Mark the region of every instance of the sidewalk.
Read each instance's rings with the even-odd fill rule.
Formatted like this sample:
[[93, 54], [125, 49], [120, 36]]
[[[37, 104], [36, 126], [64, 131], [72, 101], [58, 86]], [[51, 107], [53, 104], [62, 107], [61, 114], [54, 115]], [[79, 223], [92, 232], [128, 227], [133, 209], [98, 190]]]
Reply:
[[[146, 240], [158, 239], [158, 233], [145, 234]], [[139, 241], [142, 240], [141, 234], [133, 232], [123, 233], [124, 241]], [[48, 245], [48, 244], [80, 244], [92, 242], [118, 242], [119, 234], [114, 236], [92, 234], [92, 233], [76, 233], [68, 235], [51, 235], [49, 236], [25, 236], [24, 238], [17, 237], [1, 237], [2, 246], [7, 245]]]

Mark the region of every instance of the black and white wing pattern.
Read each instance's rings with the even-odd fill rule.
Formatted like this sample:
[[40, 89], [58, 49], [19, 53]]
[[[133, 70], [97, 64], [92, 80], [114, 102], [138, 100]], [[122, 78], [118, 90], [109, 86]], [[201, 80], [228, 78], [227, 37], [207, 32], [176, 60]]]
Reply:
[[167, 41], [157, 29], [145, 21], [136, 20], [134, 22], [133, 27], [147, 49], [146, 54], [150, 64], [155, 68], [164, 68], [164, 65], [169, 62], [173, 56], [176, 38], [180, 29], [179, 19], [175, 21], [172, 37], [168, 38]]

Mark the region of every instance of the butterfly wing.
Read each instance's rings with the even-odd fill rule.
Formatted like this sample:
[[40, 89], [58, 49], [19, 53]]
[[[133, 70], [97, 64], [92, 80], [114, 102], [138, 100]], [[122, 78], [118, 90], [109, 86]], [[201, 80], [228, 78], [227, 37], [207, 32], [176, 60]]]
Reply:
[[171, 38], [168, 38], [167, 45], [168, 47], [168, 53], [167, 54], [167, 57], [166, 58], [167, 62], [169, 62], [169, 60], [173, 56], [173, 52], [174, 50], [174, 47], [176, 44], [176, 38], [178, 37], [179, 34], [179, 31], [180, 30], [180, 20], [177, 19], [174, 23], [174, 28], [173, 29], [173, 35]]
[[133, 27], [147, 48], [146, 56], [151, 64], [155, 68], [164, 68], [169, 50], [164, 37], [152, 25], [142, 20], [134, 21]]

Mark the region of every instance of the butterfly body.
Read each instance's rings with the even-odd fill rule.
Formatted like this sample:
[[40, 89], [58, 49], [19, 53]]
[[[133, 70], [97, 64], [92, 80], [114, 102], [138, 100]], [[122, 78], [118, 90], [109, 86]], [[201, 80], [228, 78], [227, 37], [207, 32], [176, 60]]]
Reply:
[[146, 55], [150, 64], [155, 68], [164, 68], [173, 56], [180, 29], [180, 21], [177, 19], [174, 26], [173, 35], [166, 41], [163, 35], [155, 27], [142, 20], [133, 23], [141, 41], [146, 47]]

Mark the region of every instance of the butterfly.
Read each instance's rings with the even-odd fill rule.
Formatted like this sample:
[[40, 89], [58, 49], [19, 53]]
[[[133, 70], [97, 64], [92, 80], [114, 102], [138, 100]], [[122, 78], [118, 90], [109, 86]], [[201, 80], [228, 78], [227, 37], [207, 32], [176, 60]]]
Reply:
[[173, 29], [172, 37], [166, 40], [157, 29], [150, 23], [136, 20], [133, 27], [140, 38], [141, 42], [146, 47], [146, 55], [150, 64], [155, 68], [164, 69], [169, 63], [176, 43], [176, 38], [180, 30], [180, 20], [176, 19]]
════
SET TASK: Pull out every line of the data above that contains the word "wing", and copy each one in full.

THE REPLY:
Mark the region of every instance of the black and white wing pattern.
Mark the region of every instance of the butterfly wing.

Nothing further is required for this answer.